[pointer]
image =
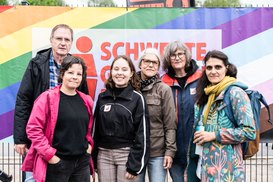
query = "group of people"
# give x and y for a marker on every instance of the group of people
(143, 124)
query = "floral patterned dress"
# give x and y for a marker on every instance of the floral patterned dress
(222, 158)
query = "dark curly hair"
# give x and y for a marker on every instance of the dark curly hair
(203, 82)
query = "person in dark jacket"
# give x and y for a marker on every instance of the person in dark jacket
(121, 125)
(160, 102)
(182, 75)
(40, 75)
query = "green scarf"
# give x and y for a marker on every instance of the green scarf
(213, 92)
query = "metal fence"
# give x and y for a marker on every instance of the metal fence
(258, 168)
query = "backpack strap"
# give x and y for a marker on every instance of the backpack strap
(228, 109)
(263, 101)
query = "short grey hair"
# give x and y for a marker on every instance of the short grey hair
(170, 49)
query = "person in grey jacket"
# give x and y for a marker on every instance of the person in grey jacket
(162, 115)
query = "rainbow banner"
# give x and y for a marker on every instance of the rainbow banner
(100, 34)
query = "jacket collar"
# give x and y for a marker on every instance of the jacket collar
(127, 93)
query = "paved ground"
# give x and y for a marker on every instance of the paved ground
(258, 169)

• • • •

◆ **SHORT EXERCISE**: Pull out every line above that contains the word "grey", and copy each one unchanged.

◆ **ANSWER TO THE PROBLEM**:
query = "short grey hair"
# give x and y for a marker on every instance of the short grey hair
query = "person in grey jacket"
# give x and y for a marker on every instance of the person in grey jacket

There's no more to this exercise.